**Given text:**
□ □ □ □ □

On 21 March 2024, Mr Tomar sent an email to Mr Bolangdy and Mr Panagiotopoulos in the following terms:
Dear Ravi/Sam
I hope this email finds you well. It is with a heavy heart that I must tender my resignation from my position as Cargo Duty Manager at Swissport Cargo - Australia, effective 18th Apr-2024. This decision has been one of the most difficult I have ever had to make, but recent circumstances beyond my control have left me with no choice but to take this step.
Over my tenure at Swissport Cargo - Australia, I have had the privilege of working alongside incredible colleagues and tried to contribute to projects that I am truly passionate about. The support and camaraderie within the team have made my time here truly rewarding, and it is not without great regret that I must depart from this role.
However, due to unforeseen and unavoidable circumstances, I find it necessary to step down currently. Please know that this decision was not made lightly, and I have explored all possible avenues to continue in my role to the best of my ability.
I am committed to ensuring a smooth transition during my notice period. I am more than willing to assist in training a replacement, documenting processes, or providing any other assistance necessary to facilitate a seamless handover of responsibilities.
I hope that our paths may cross again in the future under different circumstances. Please feel free to reach out to me if there are any further discussions needed or if I can be of any assistance during this transition period.
Thank you once again for the understanding and support you have shown me during this challenging time.
Best Regards
Mukesh Tomar
Cargo Duty Manager[14]
The following day, on 22 March 2024, Mr Panagiotopoulos sent an email to Mr Tomar advising that he would like to catch up with him to understand his reasons for the resignation, particularly in light of proposing the customer service role.[15]
On 23 March 2024, Mr Tomar advised Mr Panagiotopoulos that the main reason that he was resigning was because of the treatment he experienced at work from Mr Panovski. Mr Tomar summarised the past complaints that he had made about Mr Panovski which included concerns that he had experience racial discrimination and concluded the email as follows:
Given the background, it is unfair to expect me to let bygones be bygones. I have lost trust in the assurances I received from the management earlier and believe that working for Swissport is a lost cause, which is the main reason why I want to move on. As mentioned, I have all my hopes and passion about Swissport Cargo business and deeply believe in its bright future.
It’s very difficult and heart breaking to see the Sydney operation is spending unnecessary time and energy into playing office politics rather than concentrating on work quality and generate revenue for Swissport.
Please also see all the attached emails that I sent to HR.[16]
Mr Panagiotopoulos did not respond to the email and did not make any attempt to discuss Mr Tomar’s reasons for resigning with him.
On 4 April 2024, Mr Panagiotopoulos issued a memorandum to Cargo Employees with the subject heading ‘Workplace Investigation’. The memorandum relevantly provided:
At Swissport we are committed to maintaining a safe, respectful, and productive work environment for all employees. Over the past few weeks, I have received several formal complaints from within the cargo team that contain serious allegations. The decision has been made and I want to inform you of an upcoming workplace investigation.

□ □ □ □ □

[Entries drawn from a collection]
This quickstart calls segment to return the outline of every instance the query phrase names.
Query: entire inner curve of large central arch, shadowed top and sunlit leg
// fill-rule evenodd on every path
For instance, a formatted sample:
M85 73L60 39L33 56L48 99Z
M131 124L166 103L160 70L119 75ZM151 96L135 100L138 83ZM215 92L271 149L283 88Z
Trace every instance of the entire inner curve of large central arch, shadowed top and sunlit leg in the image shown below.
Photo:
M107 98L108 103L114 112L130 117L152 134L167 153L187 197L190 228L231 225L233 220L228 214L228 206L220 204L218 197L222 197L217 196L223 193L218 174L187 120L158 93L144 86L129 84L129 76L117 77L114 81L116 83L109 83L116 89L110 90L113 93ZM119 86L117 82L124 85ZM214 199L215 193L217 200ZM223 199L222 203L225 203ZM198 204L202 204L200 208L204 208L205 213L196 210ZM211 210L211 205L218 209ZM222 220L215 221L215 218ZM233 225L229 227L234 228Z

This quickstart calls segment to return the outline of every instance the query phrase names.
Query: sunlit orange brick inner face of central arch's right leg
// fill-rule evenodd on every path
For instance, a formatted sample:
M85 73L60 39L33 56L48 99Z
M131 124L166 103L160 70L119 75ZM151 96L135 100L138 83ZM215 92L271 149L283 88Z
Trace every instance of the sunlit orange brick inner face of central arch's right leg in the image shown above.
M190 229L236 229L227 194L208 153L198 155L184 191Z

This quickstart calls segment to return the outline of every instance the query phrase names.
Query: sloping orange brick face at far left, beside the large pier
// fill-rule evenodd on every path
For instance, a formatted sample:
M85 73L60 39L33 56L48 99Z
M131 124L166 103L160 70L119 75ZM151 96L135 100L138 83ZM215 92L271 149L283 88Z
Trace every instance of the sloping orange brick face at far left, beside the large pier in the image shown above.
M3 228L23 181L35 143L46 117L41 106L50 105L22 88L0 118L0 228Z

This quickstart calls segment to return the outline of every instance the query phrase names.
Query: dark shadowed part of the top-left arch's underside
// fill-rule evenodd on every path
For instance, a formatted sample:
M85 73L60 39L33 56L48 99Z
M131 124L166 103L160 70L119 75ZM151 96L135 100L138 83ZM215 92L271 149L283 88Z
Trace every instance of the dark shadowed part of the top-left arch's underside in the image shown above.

□ □ □ □ □

**Activity list:**
1. List every date that appears in the resignation excerpt, in the form the excerpt writes it.
2. Write out the part of the resignation excerpt starting at "However, due to" and ending at "of my ability.".
3. Decide whether each statement agrees with the resignation excerpt, answering yes or no and quoting the words that decide it: (a) Mr Tomar's resignation was to take effect on 18 April 2024. (b) Mr Panagiotopoulos replied to Mr Tomar's email of 23 March 2024 and discussed his reasons for resigning. (c) The memorandum issued on 4 April 2024 had the subject heading 'Workplace Investigation'.
The lines above are separate material and are not part of the resignation excerpt.

**Responses in order:**
1.
21 March 2024
18th Apr-2024
22 March 2024
23 March 2024
4 April 2024

2.
However, due to unforeseen and unavoidable circumstances, I find it necessary to step down currently. Please know that this decision was not made lightly, and I have explored all possible avenues to continue in my role to the best of my ability.

3.
(a) Yes: "effective 18th Apr-2024"
(b) No: "Mr Panagiotopoulos did not respond to the email and did not make any attempt to discuss Mr Tomar’s reasons for resigning with him."
(c) Yes: "with the subject heading ‘Workplace Investigation’"